* _Trecho do texto_:
* * *

No universo empresarial brasileiro, a expressão recuperação judicial tem se tornado cada vez mais frequente, refletindo os desafios financeiros enfrentados por diversas empresas, independentemente de seu porte ou renome.
Entre 2023 e 2024, um número significativo de empresas conhecidas no país se viu obrigado a recorrer a esse mecanismo legal como uma tentativa de contornar dificuldades financeiras e assegurar sua continuidade no mercado.
Diante desse cenário, compreender o que é, como funciona e como solicitar a recuperação judicial torna-se não apenas relevante, mas crucial para empresários e gestores que buscam preservar seus negócios em momentos de crise.
Com isso em mente, confira no artigo abaixo tudo que você precisa saber sobre essa importante ferramenta judicial. Vamos explorar o que significa esse conceito, qual é a diferença entre recuperação judicial e falência, casos famosos de recuperação judicial, e como as empresas podem entrar com o pedido.
O que é recuperação judicial?
Na perspectiva da legislação brasileira, a recuperação judicial é um instrumento jurídico previsto na Lei nº 11.101/2005, conhecida como Lei de Recuperação e Falências.
Essa lei foi criada com o objetivo de proporcionar às empresas em dificuldades financeiras uma oportunidade de reorganização e reestruturação de suas atividades, com o intuito de evitar a falência e promover a manutenção de empregos e o estímulo à atividade econômica.
Em termos mais práticos, a recuperação judicial é um processo pelo qual uma empresa que está enfrentando dificuldades financeiras consideráveis busca a proteção do Poder Judiciário para negociar e renegociar suas dívidas com credores.
Durante o processo de recuperação judicial, a empresa continua suas operações sob a supervisão de um administrador judicial, enquanto desenvolve um plano de reestruturação que visa sanar suas finanças e garantir sua viabilidade econômica a longo prazo.
Essa ferramenta legal oferece à empresa devedora um período de carência para pagamento de suas dívidas, bem como a possibilidade de propor um plano de pagamento aos credores, que pode incluir descontos, prazos estendidos e outras condições especiais.
O objetivo é permitir que a empresa se recupere financeiramente, preservando sua atividade econômica e seus empregos, ao mesmo tempo em que busca equacionar suas obrigações financeiras de maneira viável e sustentável.
Recuperação judicial e falência é a mesma coisa?
No contexto da legislação brasileira, recuperação judicial e falência são dois conceitos distintos, embora ambos estejam relacionados a situações de crise financeira enfrentadas por empresas. É importante entender as diferenças entre esses dois institutos:
Recuperação Judicial
A recuperação judicial é um procedimento legal previsto na Lei de Recuperação e Falências (Lei nº 11.101/2005) que visa à reorganização econômica e financeira de uma empresa em dificuldades.
Durante o processo de recuperação judicial, como citamos anteriormente, a empresa continua suas operações sob a supervisão de um administrador judicial nomeado pelo juízo competente.
O objetivo principal da recuperação judicial é permitir que a empresa proponha um plano de pagamento de suas dívidas aos credores e promova a reestruturação de suas atividades, visando à sua continuidade e sustentabilidade no mercado.

* * *

Itens armazenados de uma coleção:
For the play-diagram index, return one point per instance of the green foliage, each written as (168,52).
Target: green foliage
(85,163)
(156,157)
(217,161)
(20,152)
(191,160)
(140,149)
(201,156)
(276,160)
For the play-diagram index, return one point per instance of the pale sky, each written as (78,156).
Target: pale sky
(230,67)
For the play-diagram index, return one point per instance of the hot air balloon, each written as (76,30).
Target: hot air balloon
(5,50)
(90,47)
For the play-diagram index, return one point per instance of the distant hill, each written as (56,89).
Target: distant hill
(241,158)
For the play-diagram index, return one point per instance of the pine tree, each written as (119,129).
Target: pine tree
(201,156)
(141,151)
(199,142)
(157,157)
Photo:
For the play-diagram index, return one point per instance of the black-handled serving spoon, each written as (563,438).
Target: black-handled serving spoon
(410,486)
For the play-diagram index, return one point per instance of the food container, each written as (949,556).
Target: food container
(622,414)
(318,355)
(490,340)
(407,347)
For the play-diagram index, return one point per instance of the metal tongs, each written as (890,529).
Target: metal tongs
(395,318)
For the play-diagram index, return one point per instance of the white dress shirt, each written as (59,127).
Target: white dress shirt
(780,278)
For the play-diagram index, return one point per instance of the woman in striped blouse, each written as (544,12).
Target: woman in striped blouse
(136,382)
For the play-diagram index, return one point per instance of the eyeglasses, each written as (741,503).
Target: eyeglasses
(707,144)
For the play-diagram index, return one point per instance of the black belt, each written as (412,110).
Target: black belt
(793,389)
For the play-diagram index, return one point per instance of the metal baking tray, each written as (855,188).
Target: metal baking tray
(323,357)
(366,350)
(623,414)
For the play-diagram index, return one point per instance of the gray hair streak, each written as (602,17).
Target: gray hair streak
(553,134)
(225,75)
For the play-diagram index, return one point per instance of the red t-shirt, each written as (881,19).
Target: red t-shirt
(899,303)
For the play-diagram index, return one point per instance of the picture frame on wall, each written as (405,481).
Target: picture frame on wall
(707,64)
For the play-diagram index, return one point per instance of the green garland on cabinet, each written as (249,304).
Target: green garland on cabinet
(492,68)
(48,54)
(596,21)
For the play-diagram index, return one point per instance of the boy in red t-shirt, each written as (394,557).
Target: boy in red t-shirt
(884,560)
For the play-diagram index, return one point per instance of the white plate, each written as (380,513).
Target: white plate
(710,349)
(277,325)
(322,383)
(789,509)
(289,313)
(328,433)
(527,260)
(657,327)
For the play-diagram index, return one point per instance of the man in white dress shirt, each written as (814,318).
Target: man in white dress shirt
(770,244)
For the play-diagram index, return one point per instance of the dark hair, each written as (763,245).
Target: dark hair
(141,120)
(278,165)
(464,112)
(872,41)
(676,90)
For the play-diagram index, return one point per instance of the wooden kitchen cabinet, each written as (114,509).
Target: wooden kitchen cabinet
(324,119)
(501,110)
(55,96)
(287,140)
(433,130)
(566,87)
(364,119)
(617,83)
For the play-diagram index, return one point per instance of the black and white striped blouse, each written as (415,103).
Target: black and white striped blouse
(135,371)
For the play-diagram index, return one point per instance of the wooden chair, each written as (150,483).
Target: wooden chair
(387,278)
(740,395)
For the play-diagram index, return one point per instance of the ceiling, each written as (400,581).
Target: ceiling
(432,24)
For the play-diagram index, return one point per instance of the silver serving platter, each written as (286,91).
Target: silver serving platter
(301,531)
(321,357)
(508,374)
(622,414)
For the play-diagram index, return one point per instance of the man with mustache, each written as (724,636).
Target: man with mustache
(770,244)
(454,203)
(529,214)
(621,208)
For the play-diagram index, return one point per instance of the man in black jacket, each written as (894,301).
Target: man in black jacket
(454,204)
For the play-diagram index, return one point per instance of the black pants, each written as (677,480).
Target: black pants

* * *

* _Atividades propostas_:
A: Indique se cada afirmação abaixo está de acordo com o texto sobre recuperação judicial, respondendo "sim" ou "não" e citando literalmente as palavras do texto que decidem a questão. (i) A recuperação judicial está prevista na Lei nº 11.101/2005. (ii) Durante a recuperação judicial, a empresa interrompe suas operações. (iii) Recuperação judicial e falência são a mesma coisa.
B: Apresente a continuação do texto sobre recuperação judicial, começando logo após sua última frase.

* _Respostas das atividades_:
A:
(i) Sim: "a recuperação judicial é um instrumento jurídico previsto na Lei nº 11.101/2005".
(ii) Não: "a empresa continua suas operações sob a supervisão de um administrador judicial".
(iii) Não: "recuperação judicial e falência são dois conceitos distintos".

B:
A recuperação judicial oferece à empresa devedora um prazo para negociar com seus credores, podendo propor condições especiais de pagamento, como descontos, prazos estendidos e outras medidas para equacionar suas dívidas.
Falência
A falência é um processo legal que ocorre quando uma empresa não consegue se recuperar financeiramente e não consegue cumprir suas obrigações perante os credores.
Ao contrário da recuperação judicial, onde há uma tentativa de reorganização e reestruturação da empresa, a falência representa o encerramento definitivo das atividades da empresa devedora.
Durante o processo de falência, os ativos da empresa são liquidados e os recursos obtidos com a venda são utilizados para pagar os credores de acordo com a ordem de preferência estabelecida na legislação.
Portanto, enquanto a recuperação judicial busca preservar a empresa e promover sua reestruturação financeira, a falência representa o encerramento das atividades empresariais e a liquidação dos ativos para pagamento dos credores.
Quem pode pedir recuperação judicial?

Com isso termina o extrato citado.